== PASSAGE TO READ

Although this expansion makes an additional 50,000 low-income residents now eligible, the budget increase is based on an uptake of only 30% (8,000–12,000 people in 2023 with implementation in June, rising to 15,000 in 2024). Not everyone eligible uses the program — some because they still cannot afford transit and require a deeper subsidy.
The City is behind in implementing the plan and should take efforts to expedite implementation of Phase 3. The City has mentioned the possibility of a phase 4 to increase the discount and should plan for that in the year ahead as well.
Community Partnership and Investment Program
Community-based nonprofit agencies, including nonprofits supported by the City’s Community Partnership and Investment Program (CPIP), play a critical role in supporting people living in poverty. The City provides annual funding of $25 million to support the delivery of community services by nonprofit organizations across the city.

====

▸ **QUESTIONS ON THE MATERIAL**
(1) According to the passage on City support for low-income residents, how much annual funding does the City provide for community services delivered by nonprofit organizations?
(2) Write out the part of the passage on City support for low-income residents starting with "Although this expansion" and going on through "a deeper subsidy.".
(3) Write what comes next in the passage on City support for low-income residents, picking up after its last sentence.

== DATA SECTION

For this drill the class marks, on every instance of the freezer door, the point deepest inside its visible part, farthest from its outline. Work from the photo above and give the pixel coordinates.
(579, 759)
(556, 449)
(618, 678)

====

▸ **ANSWERS FOR EACH ITEM**
(1) The City provides $25 million a year.

(2)
Although this expansion makes an additional 50,000 low-income residents now eligible, the budget increase is based on an uptake of only 30% (8,000–12,000 people in 2023 with implementation in June, rising to 15,000 in 2024). Not everyone eligible uses the program — some because they still cannot afford transit and require a deeper subsidy.

(3)
For several years, the City has included a cost-of-living increase in the community grants funding, recognizing the impact of inflation on the cost of delivering community services. City staff have indicated that the 2023 budget does not include an inflationary increase for CPIP and that it would cost $1.2 million to provide one (we understand this is based on a 4.7% increase, the same factor used to increase user fees; to increase CPIP funding by the Toronto rate of inflation of 6.6%, it would cost about $1.7 million).
The funding freeze represents a funding cut for community service organizations and under-served communities at a time when service demand is high and costs are steeply rising (see our recent Op-Ed, “A sector pushed to its limits — why Toronto needs the mayor and city council to invest in the community services sector”). Nonprofits can’t afford to cover this funding cut.
A budget freeze (cut) when the sector can least handle it
The budget freeze for nonprofits is especially detrimental to a sector that has been struggling with an ongoing human resources challenge. Due to a lack of adequate, consistent, and reliable funding, the nonprofit sector has long struggled to provide good full-time, permanent jobs with competitive wages and benefits.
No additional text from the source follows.